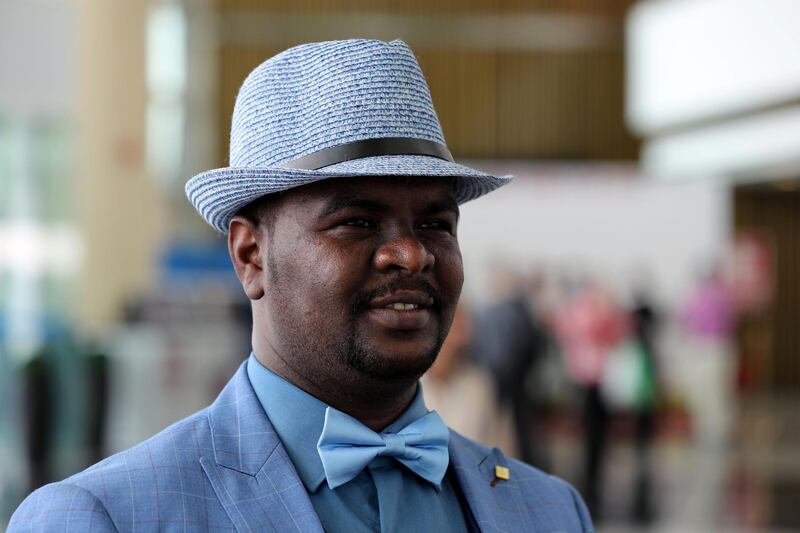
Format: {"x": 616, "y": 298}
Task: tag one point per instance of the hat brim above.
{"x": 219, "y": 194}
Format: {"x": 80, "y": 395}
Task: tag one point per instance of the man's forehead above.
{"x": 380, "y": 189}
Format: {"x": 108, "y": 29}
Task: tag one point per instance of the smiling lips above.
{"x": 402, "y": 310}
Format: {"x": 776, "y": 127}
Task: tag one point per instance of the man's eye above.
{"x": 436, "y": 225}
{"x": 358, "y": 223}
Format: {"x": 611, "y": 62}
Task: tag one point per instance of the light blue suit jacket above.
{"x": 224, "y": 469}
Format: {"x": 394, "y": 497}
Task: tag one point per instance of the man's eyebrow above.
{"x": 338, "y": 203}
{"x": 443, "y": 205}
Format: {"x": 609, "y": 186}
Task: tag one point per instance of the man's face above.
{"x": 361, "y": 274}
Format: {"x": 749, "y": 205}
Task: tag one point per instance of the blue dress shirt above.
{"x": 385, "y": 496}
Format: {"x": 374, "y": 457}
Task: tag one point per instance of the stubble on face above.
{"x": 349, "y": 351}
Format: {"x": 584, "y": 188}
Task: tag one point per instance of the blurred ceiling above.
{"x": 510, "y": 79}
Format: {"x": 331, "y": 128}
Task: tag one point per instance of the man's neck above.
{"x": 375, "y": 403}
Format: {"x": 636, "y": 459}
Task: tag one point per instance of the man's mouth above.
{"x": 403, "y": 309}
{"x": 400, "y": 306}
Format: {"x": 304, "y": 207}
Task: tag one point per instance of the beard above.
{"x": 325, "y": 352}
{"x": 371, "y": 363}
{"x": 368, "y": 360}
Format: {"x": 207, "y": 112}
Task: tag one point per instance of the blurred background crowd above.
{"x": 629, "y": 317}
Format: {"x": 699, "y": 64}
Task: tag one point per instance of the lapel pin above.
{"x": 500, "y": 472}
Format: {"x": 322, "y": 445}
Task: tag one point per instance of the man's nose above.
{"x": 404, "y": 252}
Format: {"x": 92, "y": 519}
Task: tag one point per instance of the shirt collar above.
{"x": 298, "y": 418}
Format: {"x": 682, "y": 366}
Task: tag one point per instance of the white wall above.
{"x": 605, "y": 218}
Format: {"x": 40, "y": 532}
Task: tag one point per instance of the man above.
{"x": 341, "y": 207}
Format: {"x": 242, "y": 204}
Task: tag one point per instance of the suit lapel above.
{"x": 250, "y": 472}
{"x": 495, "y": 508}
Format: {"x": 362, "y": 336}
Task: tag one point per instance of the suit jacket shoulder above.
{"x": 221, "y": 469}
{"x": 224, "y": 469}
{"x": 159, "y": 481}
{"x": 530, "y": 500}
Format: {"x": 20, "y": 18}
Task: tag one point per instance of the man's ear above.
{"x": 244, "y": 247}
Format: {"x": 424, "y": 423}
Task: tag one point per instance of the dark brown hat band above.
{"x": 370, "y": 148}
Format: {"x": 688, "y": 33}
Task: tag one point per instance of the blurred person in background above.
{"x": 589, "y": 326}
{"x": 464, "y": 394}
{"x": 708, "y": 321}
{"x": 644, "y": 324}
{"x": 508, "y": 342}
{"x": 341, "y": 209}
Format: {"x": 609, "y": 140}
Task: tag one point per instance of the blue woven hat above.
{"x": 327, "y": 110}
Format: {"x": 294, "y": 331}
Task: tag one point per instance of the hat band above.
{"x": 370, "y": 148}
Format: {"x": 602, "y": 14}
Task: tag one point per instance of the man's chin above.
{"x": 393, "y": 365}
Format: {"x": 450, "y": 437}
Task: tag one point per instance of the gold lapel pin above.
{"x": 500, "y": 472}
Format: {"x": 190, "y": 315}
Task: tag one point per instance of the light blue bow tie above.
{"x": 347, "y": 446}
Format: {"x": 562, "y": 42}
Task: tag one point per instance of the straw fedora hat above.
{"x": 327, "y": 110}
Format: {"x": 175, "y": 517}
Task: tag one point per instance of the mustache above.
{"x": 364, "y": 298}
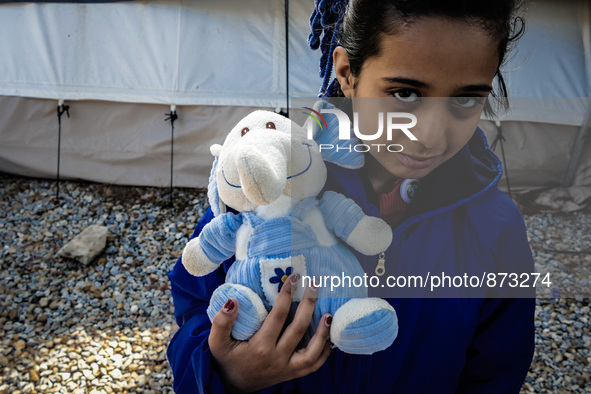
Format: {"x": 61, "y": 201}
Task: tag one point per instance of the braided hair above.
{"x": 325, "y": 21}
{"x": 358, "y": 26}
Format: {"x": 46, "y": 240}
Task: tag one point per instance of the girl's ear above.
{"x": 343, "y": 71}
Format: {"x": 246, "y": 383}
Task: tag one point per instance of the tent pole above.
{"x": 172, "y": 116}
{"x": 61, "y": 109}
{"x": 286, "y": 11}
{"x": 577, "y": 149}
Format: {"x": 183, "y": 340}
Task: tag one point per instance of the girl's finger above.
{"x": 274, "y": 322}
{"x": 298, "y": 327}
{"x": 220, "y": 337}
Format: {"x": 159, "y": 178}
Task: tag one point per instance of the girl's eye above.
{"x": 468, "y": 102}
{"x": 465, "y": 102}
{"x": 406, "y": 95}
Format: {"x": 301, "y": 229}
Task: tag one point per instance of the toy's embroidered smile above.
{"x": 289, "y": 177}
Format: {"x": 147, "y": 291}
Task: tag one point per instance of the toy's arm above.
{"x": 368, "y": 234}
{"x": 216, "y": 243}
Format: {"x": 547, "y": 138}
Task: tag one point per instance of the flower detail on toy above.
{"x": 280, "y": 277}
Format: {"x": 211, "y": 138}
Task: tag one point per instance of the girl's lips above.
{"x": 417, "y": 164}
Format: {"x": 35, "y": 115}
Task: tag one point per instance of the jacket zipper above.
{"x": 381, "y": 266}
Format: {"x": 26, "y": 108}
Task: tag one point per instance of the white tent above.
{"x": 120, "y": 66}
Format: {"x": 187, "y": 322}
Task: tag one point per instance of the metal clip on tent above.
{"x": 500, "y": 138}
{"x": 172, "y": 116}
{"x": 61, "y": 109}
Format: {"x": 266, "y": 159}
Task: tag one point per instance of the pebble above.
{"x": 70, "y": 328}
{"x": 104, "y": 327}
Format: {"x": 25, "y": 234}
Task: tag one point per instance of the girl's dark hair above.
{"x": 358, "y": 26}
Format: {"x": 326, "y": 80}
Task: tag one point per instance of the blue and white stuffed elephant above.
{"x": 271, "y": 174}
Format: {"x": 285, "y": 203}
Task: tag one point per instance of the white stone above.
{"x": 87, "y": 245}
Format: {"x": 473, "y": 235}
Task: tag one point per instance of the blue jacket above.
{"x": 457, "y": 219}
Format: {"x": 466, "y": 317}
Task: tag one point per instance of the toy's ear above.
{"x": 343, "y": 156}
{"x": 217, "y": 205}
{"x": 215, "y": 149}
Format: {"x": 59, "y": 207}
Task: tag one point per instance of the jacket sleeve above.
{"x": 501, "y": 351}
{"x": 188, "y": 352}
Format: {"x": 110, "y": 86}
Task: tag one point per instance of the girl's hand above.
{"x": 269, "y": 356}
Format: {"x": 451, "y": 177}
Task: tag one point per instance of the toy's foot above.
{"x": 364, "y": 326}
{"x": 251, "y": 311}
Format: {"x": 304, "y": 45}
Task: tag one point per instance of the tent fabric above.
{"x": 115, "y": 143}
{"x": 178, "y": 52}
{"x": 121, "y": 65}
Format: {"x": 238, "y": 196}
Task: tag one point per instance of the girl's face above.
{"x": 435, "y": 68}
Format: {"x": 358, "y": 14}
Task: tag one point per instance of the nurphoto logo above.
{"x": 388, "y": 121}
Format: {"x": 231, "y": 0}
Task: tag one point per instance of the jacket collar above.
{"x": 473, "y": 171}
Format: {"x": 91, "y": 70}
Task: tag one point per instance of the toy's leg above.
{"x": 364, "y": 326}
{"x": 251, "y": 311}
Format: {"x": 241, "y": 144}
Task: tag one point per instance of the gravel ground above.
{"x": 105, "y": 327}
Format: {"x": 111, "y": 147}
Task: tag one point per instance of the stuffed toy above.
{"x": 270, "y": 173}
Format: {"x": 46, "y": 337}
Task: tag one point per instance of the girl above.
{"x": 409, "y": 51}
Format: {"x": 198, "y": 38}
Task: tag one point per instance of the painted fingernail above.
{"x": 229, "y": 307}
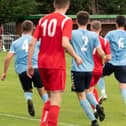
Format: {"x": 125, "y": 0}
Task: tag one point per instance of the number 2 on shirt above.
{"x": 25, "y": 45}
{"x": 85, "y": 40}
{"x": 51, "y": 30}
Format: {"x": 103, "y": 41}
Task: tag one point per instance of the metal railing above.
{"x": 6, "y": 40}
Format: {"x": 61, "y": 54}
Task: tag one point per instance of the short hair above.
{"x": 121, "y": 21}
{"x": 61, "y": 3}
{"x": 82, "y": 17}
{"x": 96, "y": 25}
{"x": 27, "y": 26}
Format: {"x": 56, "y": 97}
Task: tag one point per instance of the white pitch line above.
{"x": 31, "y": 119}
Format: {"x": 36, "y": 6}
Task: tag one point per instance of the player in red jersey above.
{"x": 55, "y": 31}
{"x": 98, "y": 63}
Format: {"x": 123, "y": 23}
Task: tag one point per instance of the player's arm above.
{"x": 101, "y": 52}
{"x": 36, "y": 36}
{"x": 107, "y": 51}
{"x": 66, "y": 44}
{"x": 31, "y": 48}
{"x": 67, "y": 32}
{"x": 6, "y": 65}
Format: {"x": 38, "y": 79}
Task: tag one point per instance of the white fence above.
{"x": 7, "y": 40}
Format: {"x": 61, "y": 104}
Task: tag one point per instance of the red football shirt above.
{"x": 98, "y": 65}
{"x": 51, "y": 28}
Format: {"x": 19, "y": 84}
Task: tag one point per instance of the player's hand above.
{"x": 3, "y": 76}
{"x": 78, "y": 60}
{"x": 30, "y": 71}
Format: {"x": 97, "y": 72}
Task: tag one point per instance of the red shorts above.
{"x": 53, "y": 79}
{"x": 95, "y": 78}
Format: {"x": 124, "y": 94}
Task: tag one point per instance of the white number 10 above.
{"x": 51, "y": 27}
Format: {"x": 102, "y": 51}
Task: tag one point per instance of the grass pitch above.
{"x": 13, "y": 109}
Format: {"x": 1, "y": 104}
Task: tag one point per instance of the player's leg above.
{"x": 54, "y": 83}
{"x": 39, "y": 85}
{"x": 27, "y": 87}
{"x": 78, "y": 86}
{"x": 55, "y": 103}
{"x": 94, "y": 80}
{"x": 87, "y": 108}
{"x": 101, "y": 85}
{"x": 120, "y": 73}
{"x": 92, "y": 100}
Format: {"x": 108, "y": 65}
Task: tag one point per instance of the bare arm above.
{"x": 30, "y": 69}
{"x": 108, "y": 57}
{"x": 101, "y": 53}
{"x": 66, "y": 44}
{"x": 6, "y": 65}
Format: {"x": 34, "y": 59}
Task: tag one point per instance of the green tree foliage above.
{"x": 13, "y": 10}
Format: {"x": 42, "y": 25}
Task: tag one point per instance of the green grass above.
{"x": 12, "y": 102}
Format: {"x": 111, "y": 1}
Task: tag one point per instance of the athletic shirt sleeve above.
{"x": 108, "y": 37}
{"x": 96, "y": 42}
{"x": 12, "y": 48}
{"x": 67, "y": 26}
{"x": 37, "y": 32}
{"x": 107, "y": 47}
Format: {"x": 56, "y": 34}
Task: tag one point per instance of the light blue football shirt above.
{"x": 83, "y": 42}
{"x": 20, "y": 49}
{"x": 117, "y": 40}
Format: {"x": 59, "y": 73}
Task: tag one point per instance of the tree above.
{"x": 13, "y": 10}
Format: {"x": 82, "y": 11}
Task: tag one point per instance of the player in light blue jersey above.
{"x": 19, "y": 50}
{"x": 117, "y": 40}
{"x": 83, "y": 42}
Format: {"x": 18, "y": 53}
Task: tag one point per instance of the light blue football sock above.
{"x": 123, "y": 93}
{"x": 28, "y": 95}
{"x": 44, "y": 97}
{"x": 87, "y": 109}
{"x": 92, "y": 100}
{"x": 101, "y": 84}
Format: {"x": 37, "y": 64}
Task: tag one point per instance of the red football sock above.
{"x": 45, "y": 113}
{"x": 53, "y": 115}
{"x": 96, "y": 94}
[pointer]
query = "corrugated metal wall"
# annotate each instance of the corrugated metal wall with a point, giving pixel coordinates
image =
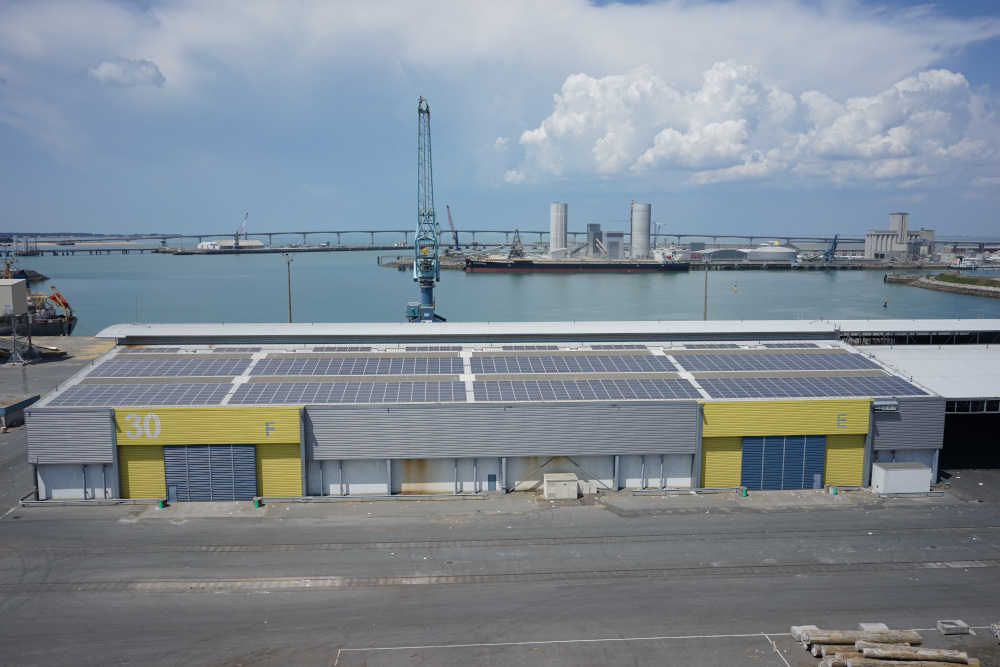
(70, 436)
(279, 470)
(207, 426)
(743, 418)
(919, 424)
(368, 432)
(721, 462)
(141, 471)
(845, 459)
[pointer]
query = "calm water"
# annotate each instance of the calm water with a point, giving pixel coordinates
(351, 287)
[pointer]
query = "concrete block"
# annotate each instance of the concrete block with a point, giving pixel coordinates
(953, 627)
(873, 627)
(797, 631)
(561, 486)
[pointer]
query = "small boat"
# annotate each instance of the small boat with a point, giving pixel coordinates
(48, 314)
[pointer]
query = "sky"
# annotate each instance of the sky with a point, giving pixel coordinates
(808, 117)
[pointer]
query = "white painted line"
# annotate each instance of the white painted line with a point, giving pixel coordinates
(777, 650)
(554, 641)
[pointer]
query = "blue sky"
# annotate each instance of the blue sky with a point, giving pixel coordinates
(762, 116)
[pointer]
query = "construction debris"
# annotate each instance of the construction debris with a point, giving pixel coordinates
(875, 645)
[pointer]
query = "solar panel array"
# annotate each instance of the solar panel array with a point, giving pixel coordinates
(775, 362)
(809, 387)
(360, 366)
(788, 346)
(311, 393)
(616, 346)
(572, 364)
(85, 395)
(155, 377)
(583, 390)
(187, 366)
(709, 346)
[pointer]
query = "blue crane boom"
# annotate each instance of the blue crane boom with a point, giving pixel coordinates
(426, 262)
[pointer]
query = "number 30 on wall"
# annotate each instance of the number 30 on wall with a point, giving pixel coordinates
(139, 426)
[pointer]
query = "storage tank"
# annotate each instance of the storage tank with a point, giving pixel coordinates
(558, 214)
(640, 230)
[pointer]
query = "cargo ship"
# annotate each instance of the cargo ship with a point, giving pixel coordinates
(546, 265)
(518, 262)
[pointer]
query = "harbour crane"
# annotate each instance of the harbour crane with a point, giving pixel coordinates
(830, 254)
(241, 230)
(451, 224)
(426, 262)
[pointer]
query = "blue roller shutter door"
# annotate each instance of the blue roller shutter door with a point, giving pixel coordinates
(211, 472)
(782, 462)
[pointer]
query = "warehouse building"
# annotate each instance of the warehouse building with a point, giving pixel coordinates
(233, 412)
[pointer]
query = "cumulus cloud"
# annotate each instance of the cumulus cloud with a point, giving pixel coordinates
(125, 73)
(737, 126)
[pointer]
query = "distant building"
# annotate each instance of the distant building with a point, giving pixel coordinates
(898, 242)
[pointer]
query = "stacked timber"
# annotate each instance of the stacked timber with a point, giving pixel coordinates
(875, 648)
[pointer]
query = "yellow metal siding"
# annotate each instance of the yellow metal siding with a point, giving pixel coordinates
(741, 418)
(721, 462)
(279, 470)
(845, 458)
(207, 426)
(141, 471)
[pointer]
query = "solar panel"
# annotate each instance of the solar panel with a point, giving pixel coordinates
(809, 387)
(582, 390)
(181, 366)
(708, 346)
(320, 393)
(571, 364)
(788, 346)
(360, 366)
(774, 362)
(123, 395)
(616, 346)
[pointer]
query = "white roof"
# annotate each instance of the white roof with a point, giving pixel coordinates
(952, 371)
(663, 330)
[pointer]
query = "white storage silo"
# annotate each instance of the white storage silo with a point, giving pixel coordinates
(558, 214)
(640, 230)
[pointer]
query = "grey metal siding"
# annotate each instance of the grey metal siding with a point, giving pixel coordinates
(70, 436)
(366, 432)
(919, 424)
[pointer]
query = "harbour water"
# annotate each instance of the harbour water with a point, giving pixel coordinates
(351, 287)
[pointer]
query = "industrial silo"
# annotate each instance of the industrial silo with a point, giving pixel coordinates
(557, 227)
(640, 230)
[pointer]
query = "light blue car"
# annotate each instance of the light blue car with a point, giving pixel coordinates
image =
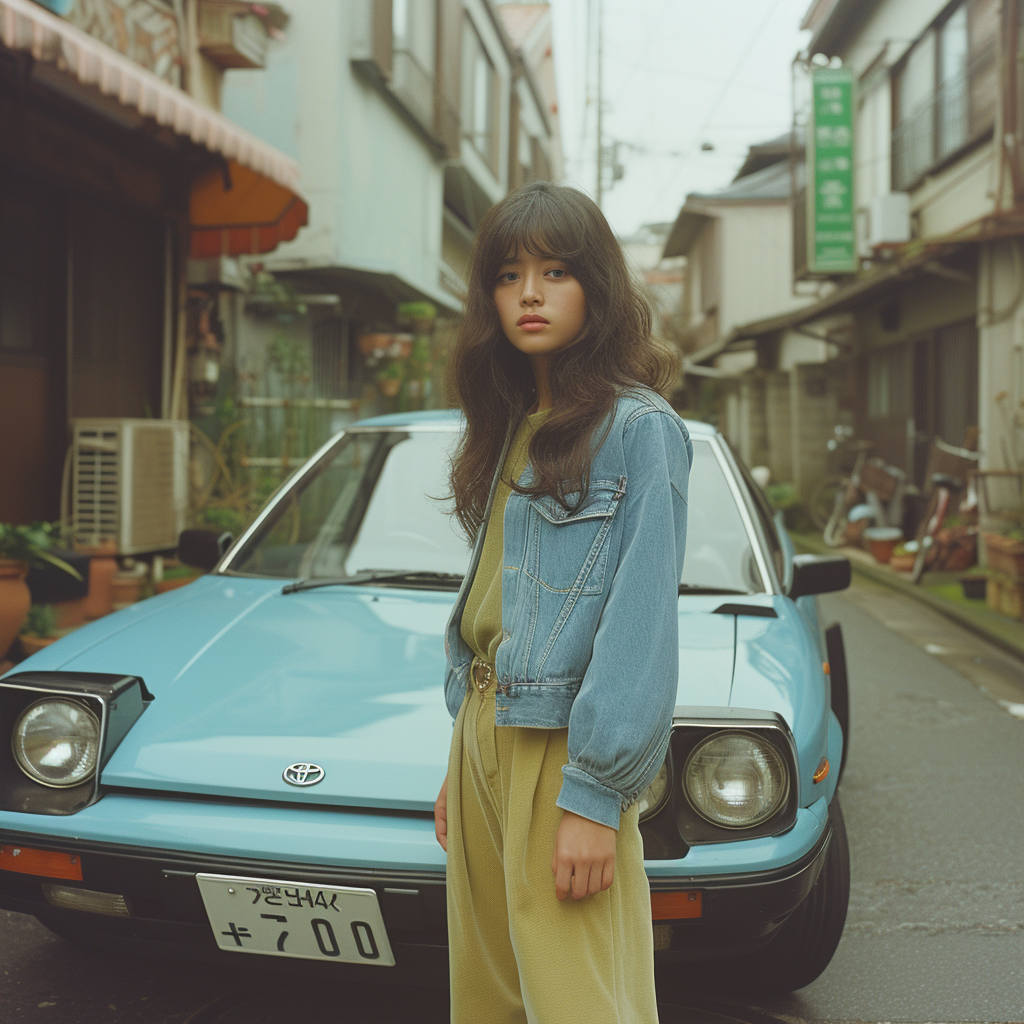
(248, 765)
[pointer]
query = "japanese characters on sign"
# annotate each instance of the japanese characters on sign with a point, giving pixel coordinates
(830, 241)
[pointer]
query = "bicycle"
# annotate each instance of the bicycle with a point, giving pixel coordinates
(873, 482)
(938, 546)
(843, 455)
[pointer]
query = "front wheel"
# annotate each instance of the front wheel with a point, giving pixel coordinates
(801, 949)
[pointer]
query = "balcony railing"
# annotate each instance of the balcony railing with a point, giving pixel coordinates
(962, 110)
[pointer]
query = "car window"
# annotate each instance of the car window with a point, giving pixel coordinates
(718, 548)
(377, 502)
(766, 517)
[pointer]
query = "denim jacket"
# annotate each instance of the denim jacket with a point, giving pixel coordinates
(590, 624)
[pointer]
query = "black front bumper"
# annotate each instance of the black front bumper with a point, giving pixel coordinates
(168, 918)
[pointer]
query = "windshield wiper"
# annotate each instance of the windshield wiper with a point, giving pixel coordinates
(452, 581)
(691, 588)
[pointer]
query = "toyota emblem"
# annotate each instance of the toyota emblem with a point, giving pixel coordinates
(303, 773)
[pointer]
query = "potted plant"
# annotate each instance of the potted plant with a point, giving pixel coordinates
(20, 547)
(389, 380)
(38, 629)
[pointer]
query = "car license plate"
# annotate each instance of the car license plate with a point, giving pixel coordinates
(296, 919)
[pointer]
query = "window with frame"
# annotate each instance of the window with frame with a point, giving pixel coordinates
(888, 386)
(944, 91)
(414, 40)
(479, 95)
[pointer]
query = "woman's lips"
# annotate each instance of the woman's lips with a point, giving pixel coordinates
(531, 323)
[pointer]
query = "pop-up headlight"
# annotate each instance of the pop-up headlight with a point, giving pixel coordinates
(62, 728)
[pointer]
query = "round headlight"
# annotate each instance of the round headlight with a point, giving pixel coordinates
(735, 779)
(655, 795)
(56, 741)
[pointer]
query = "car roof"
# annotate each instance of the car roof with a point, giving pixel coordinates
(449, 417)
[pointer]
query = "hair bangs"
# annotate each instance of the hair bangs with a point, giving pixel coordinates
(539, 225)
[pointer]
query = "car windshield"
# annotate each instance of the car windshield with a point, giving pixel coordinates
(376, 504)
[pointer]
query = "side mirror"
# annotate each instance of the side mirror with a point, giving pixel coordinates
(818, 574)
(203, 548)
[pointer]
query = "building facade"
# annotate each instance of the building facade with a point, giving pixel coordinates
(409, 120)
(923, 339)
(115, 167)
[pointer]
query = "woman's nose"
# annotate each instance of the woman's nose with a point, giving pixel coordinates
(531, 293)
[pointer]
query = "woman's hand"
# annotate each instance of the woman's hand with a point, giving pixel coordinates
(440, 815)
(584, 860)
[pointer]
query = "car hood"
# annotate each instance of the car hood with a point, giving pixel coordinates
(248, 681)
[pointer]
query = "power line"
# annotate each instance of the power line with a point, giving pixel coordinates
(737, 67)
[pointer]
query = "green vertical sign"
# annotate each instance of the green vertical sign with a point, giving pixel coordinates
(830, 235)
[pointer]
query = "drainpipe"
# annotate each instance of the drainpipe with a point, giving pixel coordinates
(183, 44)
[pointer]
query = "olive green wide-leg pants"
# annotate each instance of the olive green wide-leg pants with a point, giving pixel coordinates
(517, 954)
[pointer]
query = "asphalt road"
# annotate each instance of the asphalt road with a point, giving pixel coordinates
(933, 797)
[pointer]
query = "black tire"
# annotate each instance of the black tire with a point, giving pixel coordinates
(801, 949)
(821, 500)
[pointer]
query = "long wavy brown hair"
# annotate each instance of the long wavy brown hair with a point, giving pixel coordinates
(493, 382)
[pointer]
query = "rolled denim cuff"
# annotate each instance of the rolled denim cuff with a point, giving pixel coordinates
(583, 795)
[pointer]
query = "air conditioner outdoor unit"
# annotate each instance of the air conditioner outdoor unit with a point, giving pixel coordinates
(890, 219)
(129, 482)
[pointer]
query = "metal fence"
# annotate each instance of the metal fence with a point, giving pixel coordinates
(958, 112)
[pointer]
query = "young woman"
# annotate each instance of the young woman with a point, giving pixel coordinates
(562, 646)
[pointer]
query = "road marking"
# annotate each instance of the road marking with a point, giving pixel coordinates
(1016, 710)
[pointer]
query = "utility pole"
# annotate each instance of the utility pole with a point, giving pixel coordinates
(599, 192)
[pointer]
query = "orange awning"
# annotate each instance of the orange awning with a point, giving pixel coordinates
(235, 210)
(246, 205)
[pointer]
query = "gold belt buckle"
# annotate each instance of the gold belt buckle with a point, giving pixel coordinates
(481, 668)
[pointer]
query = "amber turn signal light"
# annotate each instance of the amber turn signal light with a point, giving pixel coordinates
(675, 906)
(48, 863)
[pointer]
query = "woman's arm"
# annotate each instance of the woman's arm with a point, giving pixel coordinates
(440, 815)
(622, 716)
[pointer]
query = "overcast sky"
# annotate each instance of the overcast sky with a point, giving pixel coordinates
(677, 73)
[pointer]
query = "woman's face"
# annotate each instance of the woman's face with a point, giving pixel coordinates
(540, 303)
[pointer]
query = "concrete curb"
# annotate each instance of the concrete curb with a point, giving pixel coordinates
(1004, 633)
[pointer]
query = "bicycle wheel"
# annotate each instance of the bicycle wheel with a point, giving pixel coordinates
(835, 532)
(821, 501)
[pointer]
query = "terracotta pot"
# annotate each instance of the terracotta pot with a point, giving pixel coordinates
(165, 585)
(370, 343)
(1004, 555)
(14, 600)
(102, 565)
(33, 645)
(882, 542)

=-=-=-=-=

What you will do = Copy each line of the records that has "corrugated" in it.

Solution to the exercise =
query = "corrugated metal wall"
# annotate each instance of the corrugated metal wall with a point, giving pixel coordinates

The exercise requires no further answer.